Begin with the line that contains "217, row 75." and transcribe each line after it, up to and including the last line of the listing below.

_ _ _

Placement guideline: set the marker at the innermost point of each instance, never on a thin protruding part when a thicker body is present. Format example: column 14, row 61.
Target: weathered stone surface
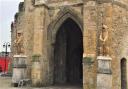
column 40, row 24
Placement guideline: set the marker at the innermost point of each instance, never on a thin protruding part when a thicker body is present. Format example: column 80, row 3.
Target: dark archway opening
column 123, row 74
column 68, row 53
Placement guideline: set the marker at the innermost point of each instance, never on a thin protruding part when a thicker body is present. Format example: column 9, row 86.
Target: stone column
column 104, row 76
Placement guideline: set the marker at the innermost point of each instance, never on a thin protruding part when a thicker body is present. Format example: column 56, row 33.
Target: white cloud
column 7, row 10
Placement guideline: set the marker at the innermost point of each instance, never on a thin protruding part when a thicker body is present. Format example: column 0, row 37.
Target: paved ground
column 5, row 83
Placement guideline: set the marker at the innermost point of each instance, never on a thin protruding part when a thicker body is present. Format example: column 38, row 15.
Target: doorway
column 68, row 52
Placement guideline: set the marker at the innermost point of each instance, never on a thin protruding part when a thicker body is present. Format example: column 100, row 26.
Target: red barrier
column 4, row 61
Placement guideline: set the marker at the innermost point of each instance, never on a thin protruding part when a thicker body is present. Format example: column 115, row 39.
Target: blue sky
column 7, row 10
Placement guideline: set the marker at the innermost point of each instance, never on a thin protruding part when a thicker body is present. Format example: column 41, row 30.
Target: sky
column 8, row 8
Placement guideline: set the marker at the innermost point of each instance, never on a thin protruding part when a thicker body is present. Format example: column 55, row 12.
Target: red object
column 4, row 61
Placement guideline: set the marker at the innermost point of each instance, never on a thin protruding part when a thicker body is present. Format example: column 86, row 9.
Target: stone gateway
column 68, row 36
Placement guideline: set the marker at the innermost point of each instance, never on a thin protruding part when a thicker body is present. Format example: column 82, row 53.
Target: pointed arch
column 62, row 15
column 123, row 67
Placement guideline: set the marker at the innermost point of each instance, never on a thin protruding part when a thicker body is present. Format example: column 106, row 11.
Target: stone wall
column 40, row 23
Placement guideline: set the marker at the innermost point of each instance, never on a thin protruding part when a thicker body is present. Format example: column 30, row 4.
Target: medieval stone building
column 69, row 35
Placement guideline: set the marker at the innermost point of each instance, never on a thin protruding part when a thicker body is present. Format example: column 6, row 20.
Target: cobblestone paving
column 5, row 83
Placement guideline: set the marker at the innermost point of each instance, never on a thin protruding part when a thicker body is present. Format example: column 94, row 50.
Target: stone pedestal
column 104, row 75
column 36, row 74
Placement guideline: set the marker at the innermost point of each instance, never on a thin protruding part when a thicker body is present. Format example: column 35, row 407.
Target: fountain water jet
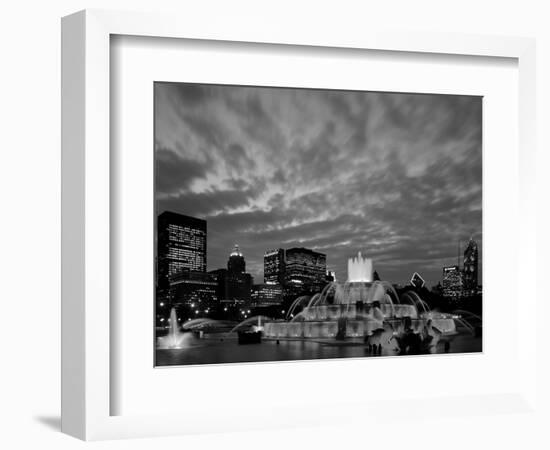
column 359, row 307
column 175, row 339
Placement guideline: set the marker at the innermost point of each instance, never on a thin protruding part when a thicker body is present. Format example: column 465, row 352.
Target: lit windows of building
column 274, row 266
column 470, row 269
column 305, row 270
column 181, row 246
column 452, row 284
column 267, row 294
column 189, row 288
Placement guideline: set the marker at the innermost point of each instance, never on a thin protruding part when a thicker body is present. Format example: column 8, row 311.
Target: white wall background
column 30, row 199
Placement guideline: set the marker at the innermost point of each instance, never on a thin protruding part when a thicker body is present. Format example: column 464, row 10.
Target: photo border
column 86, row 193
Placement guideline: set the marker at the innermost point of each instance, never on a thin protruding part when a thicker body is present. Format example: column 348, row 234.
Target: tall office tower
column 470, row 270
column 274, row 267
column 452, row 283
column 238, row 282
column 181, row 246
column 305, row 271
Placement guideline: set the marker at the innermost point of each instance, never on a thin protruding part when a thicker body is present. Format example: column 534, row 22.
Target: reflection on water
column 217, row 351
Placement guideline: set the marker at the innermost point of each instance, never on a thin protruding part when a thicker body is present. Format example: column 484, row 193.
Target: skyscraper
column 452, row 281
column 181, row 245
column 470, row 271
column 274, row 266
column 238, row 282
column 305, row 270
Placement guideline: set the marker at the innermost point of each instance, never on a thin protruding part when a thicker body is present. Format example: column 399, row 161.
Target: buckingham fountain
column 362, row 307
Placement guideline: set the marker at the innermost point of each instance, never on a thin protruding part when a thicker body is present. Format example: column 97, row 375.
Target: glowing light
column 359, row 269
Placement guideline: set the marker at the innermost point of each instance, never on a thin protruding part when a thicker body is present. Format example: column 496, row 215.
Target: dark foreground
column 225, row 350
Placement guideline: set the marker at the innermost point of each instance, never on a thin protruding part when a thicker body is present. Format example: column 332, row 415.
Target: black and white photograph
column 302, row 224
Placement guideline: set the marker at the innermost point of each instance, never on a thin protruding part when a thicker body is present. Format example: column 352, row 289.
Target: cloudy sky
column 397, row 176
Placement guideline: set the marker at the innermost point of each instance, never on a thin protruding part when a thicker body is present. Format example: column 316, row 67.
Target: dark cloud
column 174, row 173
column 397, row 176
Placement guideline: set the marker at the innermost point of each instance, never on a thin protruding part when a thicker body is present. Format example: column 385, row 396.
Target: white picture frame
column 86, row 192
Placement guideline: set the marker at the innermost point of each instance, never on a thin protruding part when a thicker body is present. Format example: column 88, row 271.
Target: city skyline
column 396, row 176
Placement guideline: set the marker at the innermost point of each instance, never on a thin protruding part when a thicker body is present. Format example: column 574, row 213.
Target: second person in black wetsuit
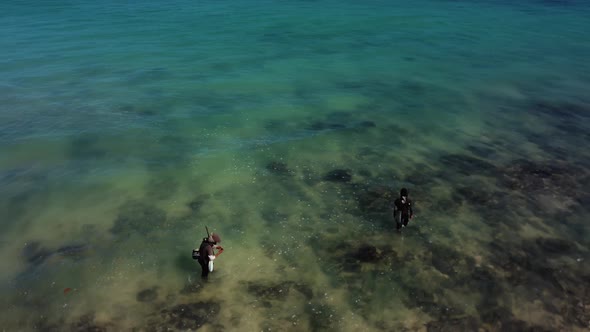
column 206, row 253
column 402, row 209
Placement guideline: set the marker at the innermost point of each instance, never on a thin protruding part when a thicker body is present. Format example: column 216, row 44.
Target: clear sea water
column 288, row 127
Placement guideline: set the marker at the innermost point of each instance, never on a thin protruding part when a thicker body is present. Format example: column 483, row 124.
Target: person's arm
column 210, row 253
column 220, row 250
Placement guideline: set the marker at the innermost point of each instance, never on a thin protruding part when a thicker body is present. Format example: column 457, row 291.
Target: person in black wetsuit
column 402, row 209
column 206, row 253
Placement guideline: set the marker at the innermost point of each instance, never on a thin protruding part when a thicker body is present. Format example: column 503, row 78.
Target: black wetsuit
column 205, row 250
column 402, row 211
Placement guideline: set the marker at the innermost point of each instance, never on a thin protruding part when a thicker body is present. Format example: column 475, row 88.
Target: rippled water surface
column 288, row 127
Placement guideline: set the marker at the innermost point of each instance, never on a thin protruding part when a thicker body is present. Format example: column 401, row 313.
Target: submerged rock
column 72, row 249
column 35, row 254
column 148, row 294
column 453, row 325
column 339, row 175
column 375, row 200
column 87, row 323
column 278, row 291
column 368, row 253
column 553, row 246
column 465, row 164
column 278, row 168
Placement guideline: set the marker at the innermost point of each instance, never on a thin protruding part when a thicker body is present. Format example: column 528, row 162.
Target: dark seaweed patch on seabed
column 562, row 285
column 186, row 316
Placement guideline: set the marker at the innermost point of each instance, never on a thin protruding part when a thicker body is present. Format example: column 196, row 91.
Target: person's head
column 214, row 238
column 403, row 192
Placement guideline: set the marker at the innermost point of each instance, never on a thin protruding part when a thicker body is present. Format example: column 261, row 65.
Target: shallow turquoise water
column 125, row 128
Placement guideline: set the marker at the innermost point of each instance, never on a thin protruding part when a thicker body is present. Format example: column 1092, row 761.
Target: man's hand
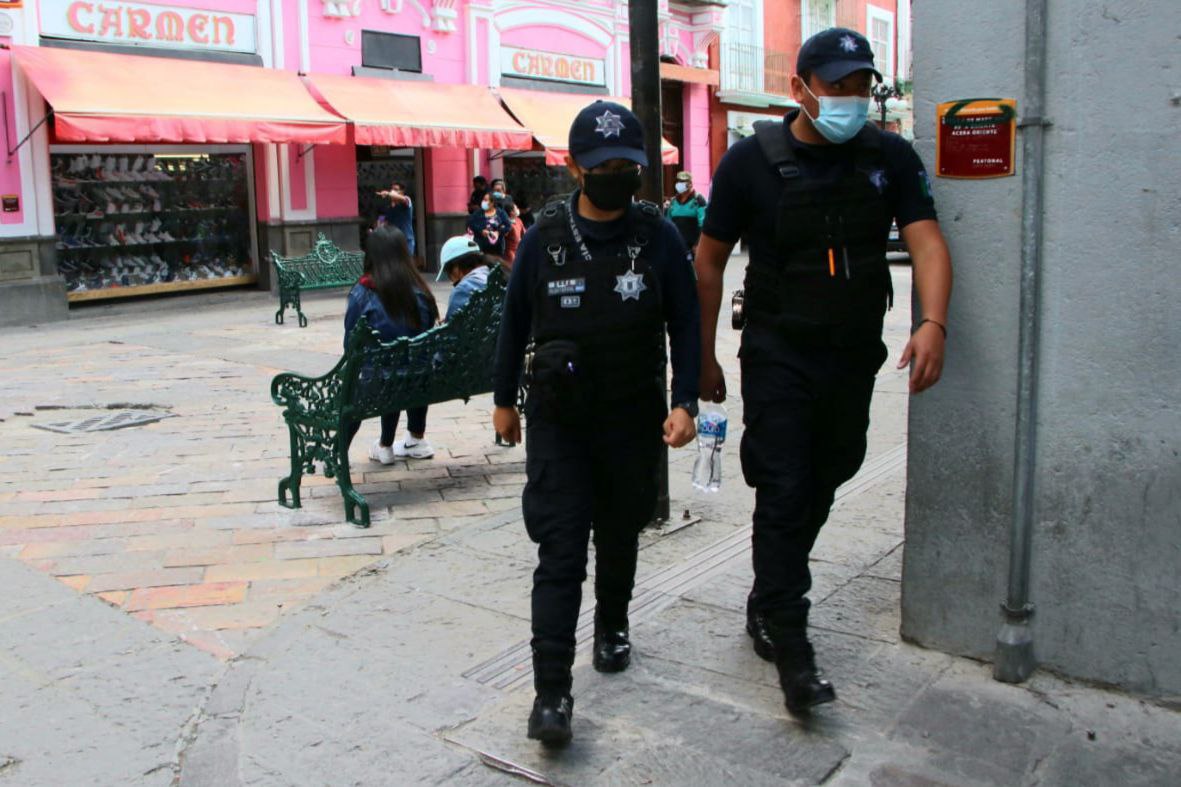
column 712, row 383
column 679, row 428
column 925, row 353
column 507, row 423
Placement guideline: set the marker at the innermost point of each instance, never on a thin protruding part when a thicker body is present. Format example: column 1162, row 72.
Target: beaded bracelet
column 941, row 326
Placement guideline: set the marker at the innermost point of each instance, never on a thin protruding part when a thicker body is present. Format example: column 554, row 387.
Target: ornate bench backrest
column 450, row 362
column 325, row 262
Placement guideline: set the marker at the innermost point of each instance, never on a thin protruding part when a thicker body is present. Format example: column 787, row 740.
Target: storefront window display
column 137, row 221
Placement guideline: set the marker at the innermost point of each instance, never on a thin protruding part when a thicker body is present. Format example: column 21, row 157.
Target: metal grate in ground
column 105, row 422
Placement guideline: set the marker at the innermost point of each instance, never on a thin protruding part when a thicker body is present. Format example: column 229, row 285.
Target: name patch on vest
column 567, row 287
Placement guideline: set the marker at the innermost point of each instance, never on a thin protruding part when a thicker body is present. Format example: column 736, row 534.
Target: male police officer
column 814, row 196
column 598, row 281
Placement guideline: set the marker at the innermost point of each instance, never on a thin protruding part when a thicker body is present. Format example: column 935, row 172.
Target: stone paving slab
column 345, row 664
column 163, row 519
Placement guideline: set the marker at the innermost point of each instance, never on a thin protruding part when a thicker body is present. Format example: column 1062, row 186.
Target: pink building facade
column 86, row 218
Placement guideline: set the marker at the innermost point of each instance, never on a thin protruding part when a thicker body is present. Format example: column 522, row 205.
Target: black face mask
column 611, row 190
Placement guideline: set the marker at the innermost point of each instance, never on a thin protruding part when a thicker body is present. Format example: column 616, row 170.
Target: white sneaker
column 383, row 454
column 411, row 447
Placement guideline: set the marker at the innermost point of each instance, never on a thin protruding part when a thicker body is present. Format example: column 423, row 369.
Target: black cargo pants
column 806, row 412
column 596, row 480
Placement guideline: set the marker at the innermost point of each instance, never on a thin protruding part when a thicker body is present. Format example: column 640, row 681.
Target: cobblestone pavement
column 176, row 522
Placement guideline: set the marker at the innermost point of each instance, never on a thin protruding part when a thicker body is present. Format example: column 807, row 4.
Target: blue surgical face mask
column 840, row 116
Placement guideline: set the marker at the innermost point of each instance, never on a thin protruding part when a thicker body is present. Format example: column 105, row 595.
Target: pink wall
column 696, row 154
column 448, row 184
column 261, row 203
column 335, row 181
column 10, row 174
column 553, row 39
column 298, row 170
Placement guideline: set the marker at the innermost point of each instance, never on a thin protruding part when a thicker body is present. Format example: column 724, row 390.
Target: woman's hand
column 507, row 423
column 679, row 428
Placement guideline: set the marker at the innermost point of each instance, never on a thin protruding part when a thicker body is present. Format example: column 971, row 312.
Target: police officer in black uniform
column 598, row 283
column 814, row 196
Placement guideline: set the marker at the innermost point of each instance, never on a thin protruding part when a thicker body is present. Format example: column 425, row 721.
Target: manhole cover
column 105, row 422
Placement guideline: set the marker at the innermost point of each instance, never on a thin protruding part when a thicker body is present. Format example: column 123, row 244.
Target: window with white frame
column 880, row 28
column 742, row 46
column 816, row 15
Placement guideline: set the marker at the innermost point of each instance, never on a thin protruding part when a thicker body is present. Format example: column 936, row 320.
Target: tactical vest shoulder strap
column 869, row 148
column 554, row 229
column 772, row 140
column 645, row 219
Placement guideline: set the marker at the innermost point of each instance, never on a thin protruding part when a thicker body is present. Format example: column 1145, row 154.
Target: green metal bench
column 325, row 266
column 450, row 362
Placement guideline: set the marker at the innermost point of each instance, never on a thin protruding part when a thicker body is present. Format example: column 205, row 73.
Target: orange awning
column 548, row 116
column 102, row 97
column 422, row 114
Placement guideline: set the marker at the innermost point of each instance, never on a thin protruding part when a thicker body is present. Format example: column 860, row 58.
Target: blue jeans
column 416, row 421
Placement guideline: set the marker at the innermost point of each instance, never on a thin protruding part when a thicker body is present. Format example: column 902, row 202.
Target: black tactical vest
column 609, row 306
column 829, row 280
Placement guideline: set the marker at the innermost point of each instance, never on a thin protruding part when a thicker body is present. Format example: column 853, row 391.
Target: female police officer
column 596, row 283
column 814, row 196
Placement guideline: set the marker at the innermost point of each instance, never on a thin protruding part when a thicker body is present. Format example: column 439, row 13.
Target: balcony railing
column 755, row 70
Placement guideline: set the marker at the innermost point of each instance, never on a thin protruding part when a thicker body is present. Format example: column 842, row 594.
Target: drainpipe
column 1015, row 642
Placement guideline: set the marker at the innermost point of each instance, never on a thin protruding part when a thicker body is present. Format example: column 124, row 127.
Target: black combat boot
column 612, row 644
column 796, row 663
column 759, row 635
column 554, row 707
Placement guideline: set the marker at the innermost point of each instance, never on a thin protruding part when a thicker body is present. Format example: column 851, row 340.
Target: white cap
column 452, row 249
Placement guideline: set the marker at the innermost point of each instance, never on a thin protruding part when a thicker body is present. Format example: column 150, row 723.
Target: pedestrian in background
column 396, row 301
column 686, row 210
column 500, row 192
column 478, row 186
column 400, row 213
column 814, row 196
column 489, row 226
column 599, row 281
column 516, row 232
column 465, row 267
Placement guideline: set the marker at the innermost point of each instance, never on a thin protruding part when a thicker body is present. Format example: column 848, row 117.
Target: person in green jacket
column 686, row 210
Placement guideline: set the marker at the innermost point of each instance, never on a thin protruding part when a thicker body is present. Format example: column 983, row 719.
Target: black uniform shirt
column 745, row 194
column 678, row 285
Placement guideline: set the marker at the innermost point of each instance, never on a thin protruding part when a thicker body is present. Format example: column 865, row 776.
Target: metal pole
column 1015, row 642
column 645, row 51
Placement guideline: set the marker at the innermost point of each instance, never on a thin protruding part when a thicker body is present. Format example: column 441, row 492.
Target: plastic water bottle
column 711, row 435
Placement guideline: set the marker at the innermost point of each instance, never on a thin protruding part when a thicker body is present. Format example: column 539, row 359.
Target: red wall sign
column 977, row 137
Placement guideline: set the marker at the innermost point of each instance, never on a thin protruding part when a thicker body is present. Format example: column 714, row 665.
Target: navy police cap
column 606, row 130
column 835, row 53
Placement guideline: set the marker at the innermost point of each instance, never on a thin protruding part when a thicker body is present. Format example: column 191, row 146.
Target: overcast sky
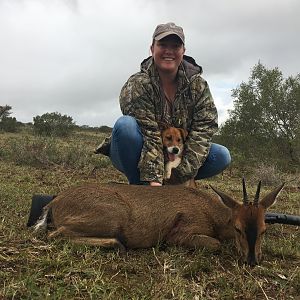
column 73, row 56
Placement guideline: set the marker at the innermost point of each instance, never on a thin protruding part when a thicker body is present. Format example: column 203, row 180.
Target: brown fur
column 133, row 216
column 173, row 137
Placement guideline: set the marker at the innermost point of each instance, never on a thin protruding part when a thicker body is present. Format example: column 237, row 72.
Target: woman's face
column 168, row 53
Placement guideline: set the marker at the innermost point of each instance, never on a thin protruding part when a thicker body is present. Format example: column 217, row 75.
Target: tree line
column 263, row 126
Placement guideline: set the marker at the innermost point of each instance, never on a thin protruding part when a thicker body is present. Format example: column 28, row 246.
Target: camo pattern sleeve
column 204, row 125
column 137, row 99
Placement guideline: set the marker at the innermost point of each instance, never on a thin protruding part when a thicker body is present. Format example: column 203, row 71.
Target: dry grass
column 32, row 268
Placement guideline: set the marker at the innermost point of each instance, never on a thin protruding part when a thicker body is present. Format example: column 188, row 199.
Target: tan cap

_ _ _

• [Exercise response]:
Placement guideline: set the marker at the innermost point of each instance, never on a thin protruding part when a thicker body is present. Format example: column 217, row 75.
Target: tree line
column 263, row 126
Placement guideline: set the marker at the innermost point of each instance, never on a thin protruding part when a thicker body is present. Format example: column 28, row 246.
Target: camo pattern sleeve
column 204, row 125
column 137, row 99
Placement guideline: set the marker at the innermost point of each instance, never on a thin protruding part when a thicker body is present. Format example: column 203, row 71.
Target: dry grass
column 32, row 268
Placement guideline: set the marker at the innermost point of each instance, never on a thin protruding part when a thicker body is present. Format example: column 188, row 199.
Target: tan cap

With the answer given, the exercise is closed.